Collection entries

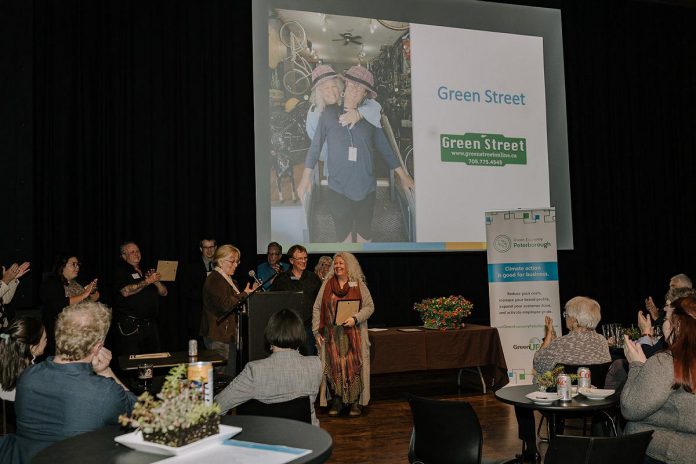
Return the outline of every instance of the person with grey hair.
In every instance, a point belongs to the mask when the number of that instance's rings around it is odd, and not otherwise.
[[[125,242],[114,270],[114,311],[120,354],[160,351],[157,316],[160,297],[167,296],[162,276],[141,262],[140,248]]]
[[[669,279],[669,288],[670,290],[673,288],[693,288],[693,285],[689,276],[686,274],[677,274]],[[650,313],[650,317],[655,321],[655,325],[662,325],[665,320],[665,313],[664,311],[660,311],[651,296],[645,299],[645,309]]]
[[[345,320],[337,320],[339,301],[358,301],[358,311]],[[336,253],[333,269],[326,276],[314,302],[312,332],[319,348],[333,396],[329,416],[337,416],[350,407],[351,417],[362,414],[370,401],[370,342],[367,320],[375,311],[365,275],[354,255]],[[320,405],[326,406],[326,397]]]
[[[553,369],[556,364],[602,364],[611,361],[606,339],[595,331],[601,311],[591,298],[576,296],[565,305],[563,317],[569,333],[556,337],[553,320],[544,318],[544,340],[534,354],[534,369],[538,374]]]
[[[556,336],[553,320],[544,317],[544,341],[534,354],[534,370],[543,374],[556,364],[591,365],[611,362],[606,339],[595,331],[601,319],[599,303],[591,298],[576,296],[565,305],[563,317],[569,333]],[[534,414],[531,409],[515,407],[518,436],[524,443],[520,458],[523,461],[538,461]]]
[[[93,301],[65,308],[56,321],[56,356],[17,381],[15,451],[23,462],[66,438],[118,424],[135,396],[109,367],[104,346],[111,310]]]

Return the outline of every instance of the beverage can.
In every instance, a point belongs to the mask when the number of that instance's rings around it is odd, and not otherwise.
[[[558,392],[559,400],[570,401],[572,399],[570,376],[568,374],[560,374],[556,377],[556,391]]]
[[[590,388],[592,386],[592,373],[589,367],[578,367],[578,388]]]
[[[198,340],[189,340],[189,357],[198,356]]]
[[[189,363],[186,378],[191,382],[191,386],[200,392],[205,404],[213,404],[213,363]]]

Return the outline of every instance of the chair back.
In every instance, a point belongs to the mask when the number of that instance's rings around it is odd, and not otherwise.
[[[479,464],[483,434],[476,412],[464,401],[407,395],[413,413],[410,463]]]
[[[237,406],[237,415],[280,417],[308,424],[312,423],[312,410],[308,396],[300,396],[282,403],[262,403],[259,400],[249,400]]]
[[[622,437],[570,437],[551,440],[544,464],[592,464],[620,462],[642,464],[652,430]]]
[[[578,367],[589,367],[590,368],[590,375],[592,376],[592,385],[594,385],[597,388],[604,388],[604,383],[607,380],[607,372],[609,372],[609,366],[611,366],[611,362],[607,363],[602,363],[602,364],[578,364],[578,365],[572,365],[572,364],[564,364],[564,363],[558,363],[563,365],[563,372],[566,374],[577,374],[578,373]],[[558,364],[556,364],[558,366]]]

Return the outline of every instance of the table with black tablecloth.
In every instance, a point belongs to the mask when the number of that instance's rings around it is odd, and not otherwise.
[[[420,329],[413,331],[413,329]],[[452,330],[393,327],[370,331],[372,375],[434,369],[475,369],[483,391],[508,383],[498,329],[467,324]]]
[[[241,427],[235,440],[251,441],[293,448],[311,449],[312,453],[292,461],[292,464],[318,464],[331,457],[333,440],[325,430],[304,422],[276,417],[223,416],[221,422]],[[32,460],[33,464],[145,464],[169,456],[134,451],[114,441],[123,431],[109,426],[87,432],[49,446]]]

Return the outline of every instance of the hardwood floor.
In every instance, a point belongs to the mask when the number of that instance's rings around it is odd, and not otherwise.
[[[485,395],[436,395],[453,401],[468,401],[483,429],[483,456],[490,459],[511,458],[520,452],[517,422],[512,406]],[[334,440],[330,463],[399,463],[407,462],[408,443],[413,425],[411,410],[404,400],[371,402],[361,417],[329,417],[318,414],[321,427]]]
[[[521,451],[517,439],[517,421],[512,406],[495,399],[492,392],[482,394],[475,375],[465,376],[457,389],[457,371],[437,371],[372,377],[372,401],[361,417],[329,417],[317,410],[321,427],[334,440],[329,463],[403,463],[408,462],[408,444],[413,425],[411,410],[403,399],[404,392],[417,395],[468,401],[479,417],[483,429],[483,456],[503,460]],[[537,416],[537,423],[539,416]],[[568,430],[570,428],[570,430]],[[572,424],[566,433],[580,434]],[[546,446],[539,447],[544,453]]]

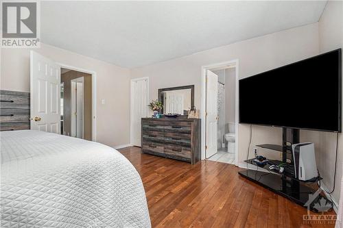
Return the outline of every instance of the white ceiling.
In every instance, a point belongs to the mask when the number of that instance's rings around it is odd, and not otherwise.
[[[326,1],[42,1],[41,40],[134,68],[319,20]]]

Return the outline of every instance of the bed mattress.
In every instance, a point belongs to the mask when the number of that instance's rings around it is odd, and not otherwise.
[[[37,131],[1,135],[1,227],[150,227],[144,188],[115,149]]]

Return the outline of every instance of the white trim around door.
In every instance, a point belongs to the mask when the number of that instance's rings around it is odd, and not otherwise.
[[[202,94],[201,94],[201,125],[204,127],[201,128],[201,159],[204,160],[206,157],[206,73],[207,70],[213,70],[218,68],[226,68],[229,67],[235,68],[235,131],[236,131],[236,143],[235,143],[235,165],[238,164],[238,142],[239,142],[239,132],[238,132],[238,125],[239,125],[239,60],[234,60],[228,62],[220,62],[217,64],[209,64],[206,66],[202,66],[201,67],[201,78],[202,78]]]
[[[137,141],[134,139],[134,137],[136,136],[134,135],[134,125],[137,125],[135,122],[137,120],[135,120],[135,102],[134,99],[136,97],[136,89],[134,84],[139,81],[145,81],[146,82],[146,92],[145,94],[142,94],[142,96],[145,97],[145,99],[143,99],[143,101],[145,101],[143,103],[142,105],[145,106],[145,112],[143,114],[141,117],[147,117],[148,114],[149,114],[149,110],[147,108],[147,104],[149,103],[149,77],[140,77],[140,78],[136,78],[136,79],[132,79],[130,81],[130,144],[133,146],[141,146],[140,143],[137,143],[135,141]],[[142,106],[143,107],[143,106]],[[140,132],[140,131],[139,131]]]
[[[86,73],[92,75],[92,141],[97,140],[97,73],[95,71],[58,63],[61,68]]]

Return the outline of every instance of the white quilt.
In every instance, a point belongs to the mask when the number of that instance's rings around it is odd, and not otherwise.
[[[36,131],[1,134],[1,227],[150,227],[130,162],[109,147]]]

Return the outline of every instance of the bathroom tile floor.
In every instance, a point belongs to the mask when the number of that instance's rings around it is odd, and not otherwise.
[[[218,152],[208,158],[210,161],[214,162],[220,162],[228,164],[235,164],[235,153],[228,153],[226,149],[218,149]]]

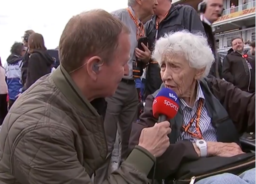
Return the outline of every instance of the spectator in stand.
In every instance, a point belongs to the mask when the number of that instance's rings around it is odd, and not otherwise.
[[[255,56],[255,42],[252,42],[250,44],[250,52],[252,56]]]
[[[198,4],[198,9],[207,37],[208,44],[214,56],[215,62],[212,64],[209,74],[222,78],[222,64],[217,50],[217,42],[213,33],[212,24],[221,16],[223,11],[223,0],[204,0]]]
[[[26,47],[28,48],[28,38],[29,37],[29,36],[34,33],[35,32],[33,30],[28,30],[25,32],[24,35],[22,37],[22,38],[24,45]],[[30,54],[29,53],[29,51],[28,50],[27,50],[26,54],[24,56],[24,58],[22,60],[21,64],[22,81],[23,87],[24,86],[24,85],[25,84],[25,82],[26,82],[26,80],[27,78],[27,74],[28,73],[27,68],[28,65],[28,58],[29,58],[30,55]]]
[[[21,65],[27,48],[21,42],[15,42],[11,48],[11,54],[5,65],[6,72],[10,109],[22,92]]]
[[[25,90],[41,77],[51,73],[55,61],[54,58],[47,52],[42,34],[33,33],[29,36],[28,48],[30,55],[28,59]]]
[[[0,58],[0,126],[7,114],[7,94],[8,88],[6,82],[5,70],[3,67]]]
[[[172,0],[158,0],[155,15],[145,24],[146,36],[148,37],[151,51],[155,42],[170,32],[186,29],[191,32],[205,33],[204,28],[196,11],[188,5],[172,4]],[[162,83],[158,62],[150,59],[147,68],[144,98],[160,87]]]
[[[223,78],[243,91],[255,92],[255,60],[245,54],[242,38],[234,38],[231,41],[233,52],[224,58]]]
[[[236,7],[236,6],[234,5],[234,3],[233,3],[232,2],[231,2],[231,5],[230,6],[230,8],[231,8],[231,13],[234,13],[234,12],[235,12],[235,7]]]

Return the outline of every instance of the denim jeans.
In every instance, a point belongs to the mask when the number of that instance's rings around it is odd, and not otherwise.
[[[255,168],[239,176],[224,173],[203,179],[195,184],[255,184]]]

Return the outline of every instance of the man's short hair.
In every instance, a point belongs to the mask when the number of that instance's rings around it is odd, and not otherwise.
[[[73,16],[60,37],[59,56],[61,64],[70,73],[81,67],[87,57],[98,56],[107,63],[118,46],[122,31],[129,33],[121,21],[102,10]]]
[[[18,56],[21,54],[24,45],[21,42],[15,42],[11,47],[10,52],[12,54],[15,54]]]
[[[250,44],[250,46],[252,47],[253,48],[255,48],[255,42],[252,42]]]
[[[240,39],[240,40],[242,40],[242,42],[244,42],[244,39],[243,39],[242,38],[240,37],[240,36],[236,36],[236,37],[234,37],[233,38],[232,38],[232,39],[231,40],[231,44],[232,45],[233,45],[232,42],[233,42],[233,41],[234,40],[236,40],[237,39]]]

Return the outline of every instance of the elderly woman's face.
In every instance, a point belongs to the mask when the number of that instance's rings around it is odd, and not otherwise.
[[[190,66],[183,56],[165,54],[160,62],[162,79],[165,87],[173,90],[181,98],[190,91],[191,85],[198,78],[198,71]]]

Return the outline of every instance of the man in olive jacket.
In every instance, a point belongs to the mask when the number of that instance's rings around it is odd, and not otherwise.
[[[128,73],[129,36],[103,10],[70,20],[60,42],[60,66],[23,93],[4,122],[0,184],[92,183],[107,153],[102,98],[112,95]],[[148,183],[156,157],[170,145],[170,126],[142,131],[138,145],[102,183]]]

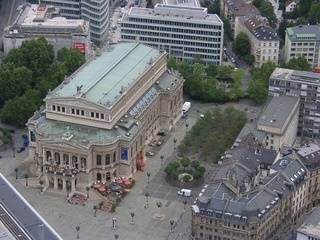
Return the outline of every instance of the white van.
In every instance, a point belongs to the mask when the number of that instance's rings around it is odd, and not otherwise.
[[[191,108],[191,102],[185,102],[182,106],[182,113],[186,113]]]
[[[184,196],[184,197],[191,197],[191,190],[183,188],[183,189],[178,191],[178,195]]]

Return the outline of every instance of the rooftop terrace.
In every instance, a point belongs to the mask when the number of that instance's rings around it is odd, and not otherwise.
[[[291,96],[273,97],[258,120],[259,126],[282,129],[288,122],[291,112],[297,108],[299,98]]]
[[[112,107],[162,54],[139,43],[112,45],[66,79],[47,99],[81,97]]]

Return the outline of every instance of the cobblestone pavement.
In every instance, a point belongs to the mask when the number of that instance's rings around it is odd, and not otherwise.
[[[248,108],[250,117],[254,117],[258,108],[251,106],[249,102],[223,104],[219,107],[233,105],[236,108]],[[124,198],[117,207],[115,213],[105,213],[98,211],[94,217],[93,206],[101,201],[99,195],[90,192],[90,199],[85,206],[70,205],[64,196],[55,196],[52,193],[41,194],[38,186],[38,179],[31,178],[29,188],[25,187],[25,180],[15,180],[14,168],[19,166],[19,175],[27,171],[27,163],[23,161],[27,157],[27,152],[16,154],[12,157],[12,150],[1,152],[0,171],[13,183],[19,192],[39,211],[39,213],[57,230],[65,240],[76,239],[76,226],[80,226],[80,239],[115,239],[114,235],[119,234],[120,240],[187,240],[191,234],[191,211],[190,205],[193,199],[189,199],[188,205],[184,206],[182,199],[177,195],[178,188],[168,185],[164,179],[160,156],[165,157],[165,161],[170,159],[174,152],[173,139],[177,139],[177,146],[183,139],[186,131],[197,121],[198,115],[205,111],[217,107],[215,104],[192,103],[187,120],[179,122],[178,126],[168,136],[167,141],[159,148],[156,155],[148,158],[146,171],[136,174],[136,184],[132,191]],[[189,124],[189,127],[185,126]],[[23,131],[16,131],[16,147],[22,144],[21,134]],[[215,166],[208,165],[207,172],[212,174]],[[147,183],[146,172],[150,172],[150,183]],[[210,182],[210,174],[207,175],[206,182]],[[193,189],[194,197],[197,196],[201,187]],[[150,192],[148,208],[145,208],[145,192]],[[156,203],[162,203],[158,208]],[[134,212],[135,224],[130,224],[130,212]],[[161,217],[159,217],[161,216]],[[112,230],[112,218],[117,219],[118,227]],[[170,233],[170,220],[174,220],[174,229]]]

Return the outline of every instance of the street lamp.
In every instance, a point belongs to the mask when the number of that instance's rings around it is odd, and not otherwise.
[[[173,232],[173,224],[174,224],[174,220],[173,219],[170,219],[170,232],[172,233]]]
[[[130,216],[131,216],[131,222],[130,222],[130,224],[131,224],[131,225],[134,225],[134,221],[133,221],[134,212],[131,212],[131,213],[130,213]]]
[[[174,143],[173,148],[174,148],[174,150],[176,150],[176,143],[177,143],[177,139],[176,138],[173,139],[173,143]]]
[[[150,193],[146,192],[144,194],[144,196],[146,197],[146,205],[145,205],[145,208],[147,208],[149,206],[149,197],[150,197]]]
[[[163,159],[164,159],[164,156],[163,155],[161,155],[160,156],[160,159],[161,159],[161,166],[163,165]]]
[[[80,238],[79,232],[80,232],[80,226],[76,226],[76,231],[77,231],[77,239]]]
[[[150,183],[150,176],[151,176],[151,173],[147,172],[148,184]]]

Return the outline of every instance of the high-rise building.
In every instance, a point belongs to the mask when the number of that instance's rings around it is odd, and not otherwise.
[[[277,32],[266,24],[266,19],[261,16],[239,17],[236,31],[236,36],[240,32],[247,34],[256,67],[268,61],[278,65],[280,40]]]
[[[146,142],[182,113],[183,79],[166,63],[167,53],[140,43],[110,45],[48,93],[28,121],[46,187],[84,192],[143,169]]]
[[[320,25],[299,25],[286,30],[285,62],[303,56],[312,67],[320,66]]]
[[[270,76],[269,94],[300,98],[298,135],[320,137],[320,74],[276,68]]]
[[[109,0],[41,0],[59,7],[61,15],[67,18],[82,18],[90,22],[91,41],[103,44],[109,27]]]
[[[86,56],[91,50],[89,22],[83,19],[66,19],[59,9],[44,4],[26,4],[14,24],[5,29],[3,49],[7,54],[23,41],[44,37],[52,44],[55,53],[63,48],[78,48]]]
[[[140,41],[178,59],[222,62],[223,22],[198,1],[165,1],[154,9],[131,8],[121,21],[121,39]]]

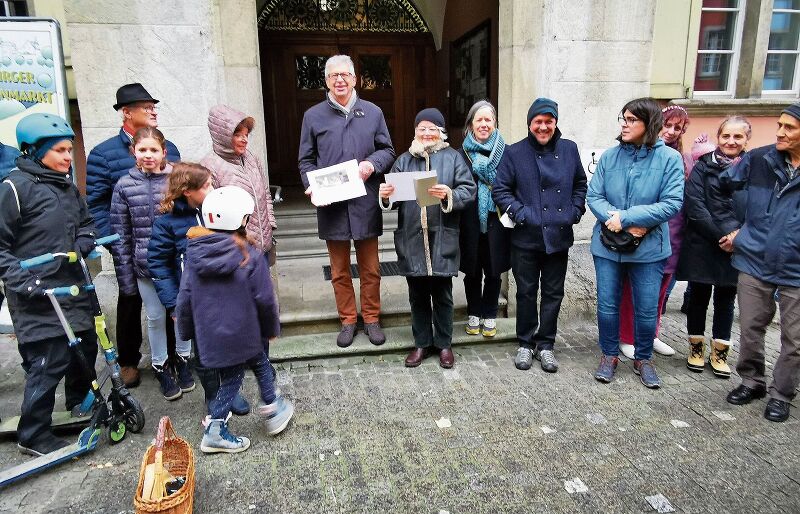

* _GOAL_
Could you write out the rows again from the line containing "Return the outline of every instance of the high-rise" through the end of the rows, renaming "high-rise building" to "skyscraper" and leaving everything else unchanged? Leave the pictures out of your answer.

* _RESULT OF THE EXERCISE_
Return the outline of every instance of the skyscraper.
In every instance, a point belongs to the mask when the number of that instance's rings around it is odd, and not otherwise.
[[[277,32],[266,24],[266,19],[261,16],[239,17],[236,31],[236,36],[240,32],[247,34],[256,67],[268,61],[278,65],[280,40]]]
[[[146,142],[182,113],[183,79],[166,63],[167,53],[140,43],[110,45],[48,93],[28,121],[46,187],[84,192],[143,169]]]
[[[320,25],[299,25],[286,30],[285,62],[303,56],[312,67],[320,66]]]
[[[270,76],[269,94],[300,98],[298,135],[320,137],[320,74],[276,68]]]
[[[109,0],[41,0],[59,7],[61,15],[67,18],[82,18],[90,22],[91,41],[103,44],[109,27]]]
[[[86,56],[91,50],[89,22],[83,19],[66,19],[59,9],[44,4],[26,4],[14,24],[5,29],[3,49],[7,54],[23,41],[44,37],[52,44],[55,53],[63,48],[78,48]]]
[[[140,41],[178,59],[222,62],[223,22],[198,1],[165,1],[154,9],[131,8],[121,21],[121,39]]]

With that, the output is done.